— START OF Data listing —

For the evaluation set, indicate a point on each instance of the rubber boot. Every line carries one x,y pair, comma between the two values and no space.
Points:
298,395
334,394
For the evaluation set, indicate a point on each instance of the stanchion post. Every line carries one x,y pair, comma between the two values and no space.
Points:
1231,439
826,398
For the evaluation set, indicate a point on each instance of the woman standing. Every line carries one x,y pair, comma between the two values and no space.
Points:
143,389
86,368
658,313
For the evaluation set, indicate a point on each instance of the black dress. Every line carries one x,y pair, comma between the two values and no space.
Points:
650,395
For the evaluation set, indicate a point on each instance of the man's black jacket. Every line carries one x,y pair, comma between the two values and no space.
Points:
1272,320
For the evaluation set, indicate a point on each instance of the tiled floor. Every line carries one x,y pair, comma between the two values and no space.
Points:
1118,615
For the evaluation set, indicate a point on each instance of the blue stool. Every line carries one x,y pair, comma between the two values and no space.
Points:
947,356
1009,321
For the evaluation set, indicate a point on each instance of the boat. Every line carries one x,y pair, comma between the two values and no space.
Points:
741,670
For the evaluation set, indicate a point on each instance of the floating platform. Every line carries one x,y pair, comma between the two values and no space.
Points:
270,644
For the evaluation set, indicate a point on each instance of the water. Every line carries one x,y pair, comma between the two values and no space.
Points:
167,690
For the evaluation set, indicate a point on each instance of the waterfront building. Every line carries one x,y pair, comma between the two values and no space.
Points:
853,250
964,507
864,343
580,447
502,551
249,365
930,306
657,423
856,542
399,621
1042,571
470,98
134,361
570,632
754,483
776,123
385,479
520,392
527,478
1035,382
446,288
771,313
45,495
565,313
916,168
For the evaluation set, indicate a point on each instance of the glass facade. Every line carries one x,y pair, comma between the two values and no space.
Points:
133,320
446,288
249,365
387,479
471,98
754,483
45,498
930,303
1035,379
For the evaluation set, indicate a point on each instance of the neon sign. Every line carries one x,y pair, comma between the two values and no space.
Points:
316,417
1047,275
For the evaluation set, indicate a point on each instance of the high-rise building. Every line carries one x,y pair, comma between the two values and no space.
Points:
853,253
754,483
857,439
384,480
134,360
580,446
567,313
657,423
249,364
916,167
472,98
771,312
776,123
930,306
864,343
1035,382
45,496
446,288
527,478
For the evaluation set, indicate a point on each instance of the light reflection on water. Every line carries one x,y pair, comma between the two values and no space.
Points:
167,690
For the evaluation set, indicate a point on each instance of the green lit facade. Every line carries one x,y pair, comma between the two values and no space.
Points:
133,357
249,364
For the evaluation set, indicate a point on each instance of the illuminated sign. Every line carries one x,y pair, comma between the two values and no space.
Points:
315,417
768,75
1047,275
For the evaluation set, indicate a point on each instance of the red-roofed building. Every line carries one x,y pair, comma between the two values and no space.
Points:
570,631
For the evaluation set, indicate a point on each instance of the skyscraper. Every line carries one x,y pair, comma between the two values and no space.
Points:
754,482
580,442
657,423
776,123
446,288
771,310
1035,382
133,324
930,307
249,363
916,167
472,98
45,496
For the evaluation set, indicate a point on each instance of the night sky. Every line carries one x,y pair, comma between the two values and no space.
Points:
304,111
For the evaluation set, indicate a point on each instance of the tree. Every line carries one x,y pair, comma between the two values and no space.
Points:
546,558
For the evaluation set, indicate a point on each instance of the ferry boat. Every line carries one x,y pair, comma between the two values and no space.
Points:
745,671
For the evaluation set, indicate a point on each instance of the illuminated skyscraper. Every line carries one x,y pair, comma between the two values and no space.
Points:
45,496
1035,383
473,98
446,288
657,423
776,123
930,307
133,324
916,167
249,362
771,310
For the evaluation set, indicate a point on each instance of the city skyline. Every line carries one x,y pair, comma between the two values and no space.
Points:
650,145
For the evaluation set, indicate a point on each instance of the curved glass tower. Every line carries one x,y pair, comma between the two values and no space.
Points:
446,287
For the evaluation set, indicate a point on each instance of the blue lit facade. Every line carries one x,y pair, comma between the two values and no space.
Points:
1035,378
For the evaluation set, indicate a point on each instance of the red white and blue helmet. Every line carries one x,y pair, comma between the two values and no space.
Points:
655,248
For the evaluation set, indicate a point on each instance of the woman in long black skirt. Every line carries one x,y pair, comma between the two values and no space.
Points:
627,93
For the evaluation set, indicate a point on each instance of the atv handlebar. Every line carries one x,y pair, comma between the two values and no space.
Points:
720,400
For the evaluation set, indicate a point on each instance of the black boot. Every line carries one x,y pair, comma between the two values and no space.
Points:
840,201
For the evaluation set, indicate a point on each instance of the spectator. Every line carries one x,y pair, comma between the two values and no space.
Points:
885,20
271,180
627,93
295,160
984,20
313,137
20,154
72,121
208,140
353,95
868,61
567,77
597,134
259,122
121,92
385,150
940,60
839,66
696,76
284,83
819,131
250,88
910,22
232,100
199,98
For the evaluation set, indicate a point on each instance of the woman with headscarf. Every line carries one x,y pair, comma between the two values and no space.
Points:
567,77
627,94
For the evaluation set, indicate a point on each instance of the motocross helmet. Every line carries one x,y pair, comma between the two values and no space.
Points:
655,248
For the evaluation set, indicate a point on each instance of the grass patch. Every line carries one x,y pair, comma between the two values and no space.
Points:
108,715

— END OF Data listing —

• Task brief: Turn the lines of the records into a numbered list, starting at the line that contains "the atv handlebar." and running through the end of the records, both included. Leave out any blank lines.

• Right answer:
1. For the evaluation set, indicate a point on each instance of the atv handlebar. Every line carries one x,y pair, comma between the two values and no space.
2. Points:
3. 720,400
4. For the evaluation set, indicate a point on each instance of the black boot. Every line carries one x,y pair, comma between the two values and no space.
5. Points:
6. 840,201
7. For the evaluation set, indicate a point on each instance of the spectator. Every line carries one x,y pair, comma between the two values and no space.
8. Points:
9. 885,20
10. 271,180
11. 627,93
12. 295,160
13. 984,20
14. 313,137
15. 20,154
16. 72,121
17. 208,140
18. 353,95
19. 868,61
20. 567,77
21. 597,134
22. 259,122
23. 121,92
24. 385,150
25. 940,60
26. 839,66
27. 696,76
28. 284,83
29. 819,131
30. 250,88
31. 910,22
32. 232,100
33. 199,98
34. For the evaluation set, indicate a point on each instance of the woman with headscarf. Every line carries one x,y pair, comma between the two values and no space.
35. Points:
36. 567,77
37. 627,94
38. For the evaluation set, indicate a point on each instance of the motocross helmet. Every line carries one x,y pair, comma between the two values and no space.
39. Points:
40. 655,248
41. For the evaluation set, indicate a point on each instance of the grass patch. Every line carries one x,y pair, comma between the two values and no space.
42. Points:
43. 108,715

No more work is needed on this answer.